* **Labeled region records**
##########

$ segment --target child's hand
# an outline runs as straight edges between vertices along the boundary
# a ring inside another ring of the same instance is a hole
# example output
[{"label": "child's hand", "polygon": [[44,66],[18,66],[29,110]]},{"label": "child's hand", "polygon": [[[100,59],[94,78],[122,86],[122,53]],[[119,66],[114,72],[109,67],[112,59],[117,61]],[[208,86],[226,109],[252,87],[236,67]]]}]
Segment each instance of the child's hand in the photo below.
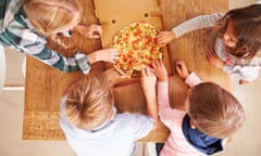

##########

* **Given task**
Switch "outline" to "contour" wherever it occurs in the lines above and reproduce them with everything else unchanged, leaving out the pictures.

* **Answer to the exercise**
$ segment --target child's hand
# an contour runs as straight edges between vertices along the boundary
# a ring inside another ring of the same instance is a hole
# example output
[{"label": "child's hand", "polygon": [[44,66],[18,66],[29,110]]},{"label": "child's hand", "polygon": [[[100,59],[94,78],[122,86],[122,53]],[[119,66],[114,72],[109,67],[112,59],[117,61]],[[208,86],[226,109],[252,87],[236,67]]]}]
Segment each instance of the child's hand in the photo below.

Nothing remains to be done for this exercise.